Top of Study material
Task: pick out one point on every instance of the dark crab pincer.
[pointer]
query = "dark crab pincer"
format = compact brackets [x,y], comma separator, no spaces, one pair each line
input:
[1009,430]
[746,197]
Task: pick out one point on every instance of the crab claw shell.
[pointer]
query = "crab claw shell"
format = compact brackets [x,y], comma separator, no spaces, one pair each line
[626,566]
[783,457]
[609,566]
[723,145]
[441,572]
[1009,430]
Bottom of Study material
Problem description: Line by line, please reproduce the records exactly.

Exercise solution:
Task: pick out one point on every instance of the dark crab pincer.
[pointer]
query = "dark crab pincer"
format = compact brackets [x,y], comma separator, no spaces, one pair each line
input:
[1009,430]
[746,197]
Task: pick out one point on every instance of the crab claw shell.
[pointer]
query = "crab claw shell"
format = compact brackets [x,y], comma separator, no spaces, one pair each line
[626,566]
[783,457]
[609,566]
[723,145]
[441,572]
[1009,430]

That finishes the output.